### SHORT TASK
Copy the lines below word for word, but leave the pictures out of your answer.
##### TASK INPUTS #####
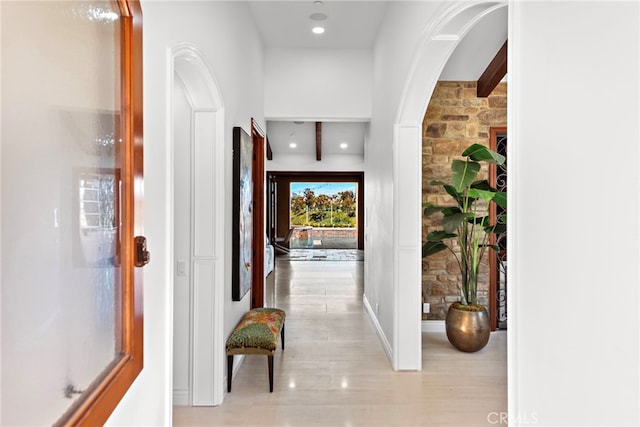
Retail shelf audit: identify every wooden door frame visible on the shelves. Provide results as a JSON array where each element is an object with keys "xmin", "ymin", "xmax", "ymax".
[
  {"xmin": 489, "ymin": 126, "xmax": 507, "ymax": 331},
  {"xmin": 251, "ymin": 118, "xmax": 265, "ymax": 308},
  {"xmin": 56, "ymin": 0, "xmax": 144, "ymax": 426}
]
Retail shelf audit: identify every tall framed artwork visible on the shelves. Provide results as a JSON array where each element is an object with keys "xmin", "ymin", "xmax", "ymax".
#####
### RESPONSE FOR THIS EXERCISE
Retail shelf audit: identify every wooden door frame visible on the shelves. Provide results as a JSON array where each element is an object with keys "xmin", "ymin", "xmax", "ymax".
[
  {"xmin": 489, "ymin": 126, "xmax": 507, "ymax": 331},
  {"xmin": 251, "ymin": 118, "xmax": 265, "ymax": 308},
  {"xmin": 56, "ymin": 0, "xmax": 144, "ymax": 426}
]
Retail shelf audit: identify every tall framed artwork visible on the shelves. Provide results as a JSON array where each element is an object with keys "xmin", "ymin", "xmax", "ymax".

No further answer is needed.